**The exercise:**
According to the patch's summary line, how many files change and how many insertions are made?

**Selected excerpt:**
Signed-off-by: Richard Henderson <[email protected]>
---
target/arm/tcg/helper-defs.h | 5 ++++
target/arm/tcg/translate-a64.c | 38 +++++++++++++++++++++++++
target/arm/tcg/vec_helper.c | 52 ++++++++++++++++++++++++++++++++++
target/arm/tcg/a64.decode | 6 ++++
4 files changed, 101 insertions(+)
diff --git a/target/arm/tcg/helper-defs.h b/target/arm/tcg/helper-defs.h
index a05f2258f2..05ccf795e8 100644
--- a/target/arm/tcg/helper-defs.h
+++ b/target/arm/tcg/helper-defs.h
@@ -1122,3 +1122,8 @@ DEF_HELPER_FLAGS_4(sme2_luti4_2s, TCG_CALL_NO_RWG, void,
ptr, ptr, env, i32)
DEF_HELPER_FLAGS_4(sme2_luti4_4h, TCG_CALL_NO_RWG, void, ptr, ptr, env, i32)
DEF_HELPER_FLAGS_4(sme2_luti4_4s, TCG_CALL_NO_RWG, void, ptr, ptr, env, i32)
+
+DEF_HELPER_FLAGS_4(gvec_luti2_b, TCG_CALL_NO_RWG, void, ptr, ptr, ptr, i32)
+DEF_HELPER_FLAGS_4(gvec_luti2_h, TCG_CALL_NO_RWG, void, ptr, ptr, ptr, i32)
+DEF_HELPER_FLAGS_4(gvec_luti4_b, TCG_CALL_NO_RWG, void, ptr, ptr, ptr, i32)
+DEF_HELPER_FLAGS_4(gvec_luti4_h, TCG_CALL_NO_RWG, void, ptr, ptr, ptr, i32)
diff --git a/target/arm/tcg/translate-a64.c b/target/arm/tcg/translate-a64.c
index 3c784afc99..508d8e377b 100644
--- a/target/arm/tcg/translate-a64.c
+++ b/target/arm/tcg/translate-a64.c
@@ -5405,6 +5405,44 @@ static bool trans_TBL_TBX(DisasContext *s, arg_TBL_TBX
*a)
return true;
}
+static bool do_lut_1(DisasContext *s, arg_rrx_e *a, gen_helper_gvec_3 *fn)
+{
+ if (fp_access_check(s)) {
+ gen_gvec_op3_ool(s, true, a->rd, a->rn, a->rm, a->idx, fn);
+ }
+ return true;
+}
+
+TRANS_FEAT(LUTI2_1b, aa64_lut, do_lut_1, a, gen_helper_gvec_luti2_b)
+TRANS_FEAT(LUTI2_1h, aa64_lut, do_lut_1, a, gen_helper_gvec_luti2_h)
+TRANS_FEAT(LUTI4_1b, aa64_lut, do_lut_1, a, gen_helper_gvec_luti4_b)

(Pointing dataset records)
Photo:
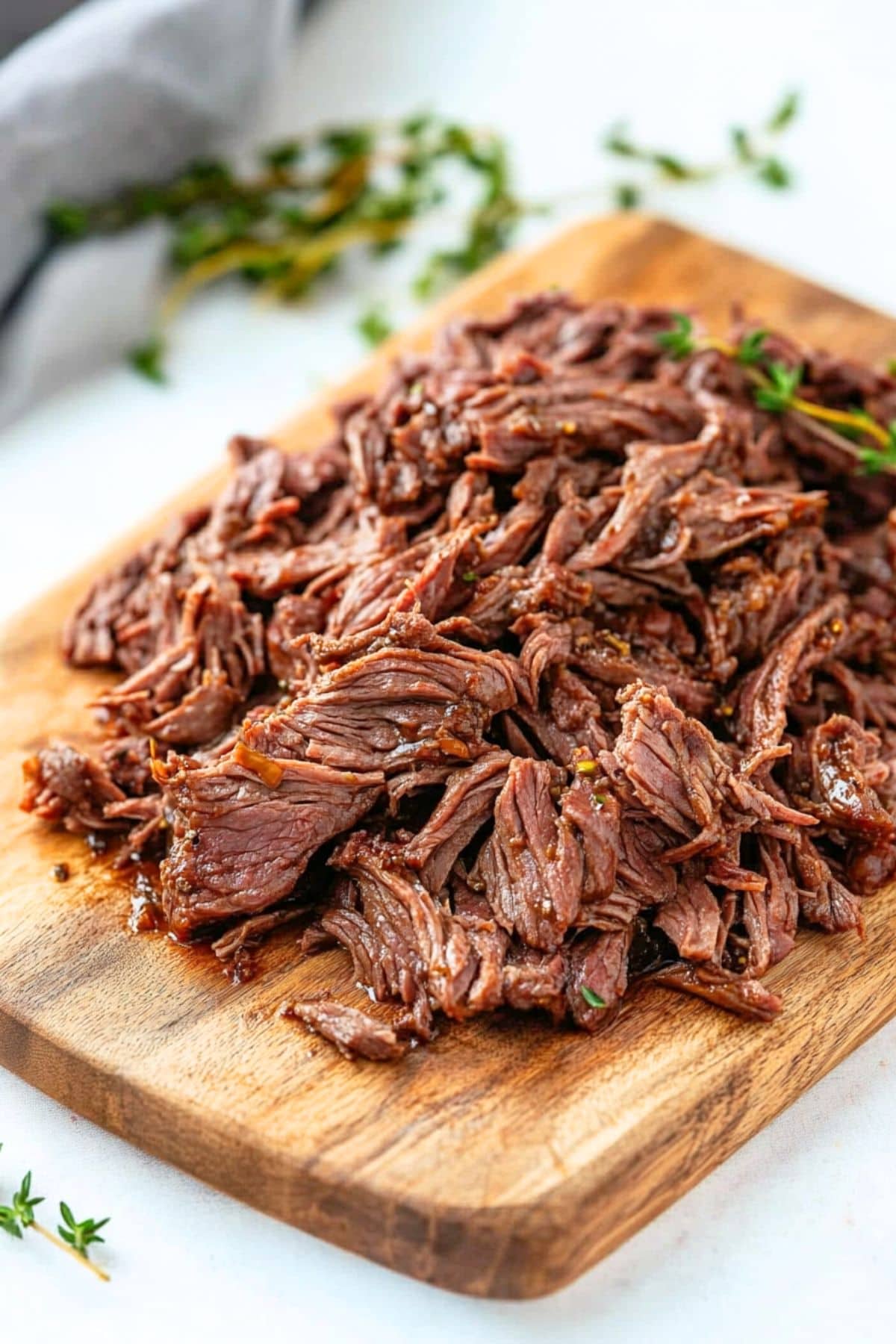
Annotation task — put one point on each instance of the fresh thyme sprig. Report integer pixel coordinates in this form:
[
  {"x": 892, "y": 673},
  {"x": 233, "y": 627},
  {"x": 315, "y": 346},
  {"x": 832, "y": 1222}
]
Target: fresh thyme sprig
[
  {"x": 751, "y": 154},
  {"x": 74, "y": 1238},
  {"x": 80, "y": 1236},
  {"x": 312, "y": 199},
  {"x": 287, "y": 223},
  {"x": 374, "y": 326},
  {"x": 777, "y": 390}
]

**Solution for this exercise:**
4 files change, with 101 insertions.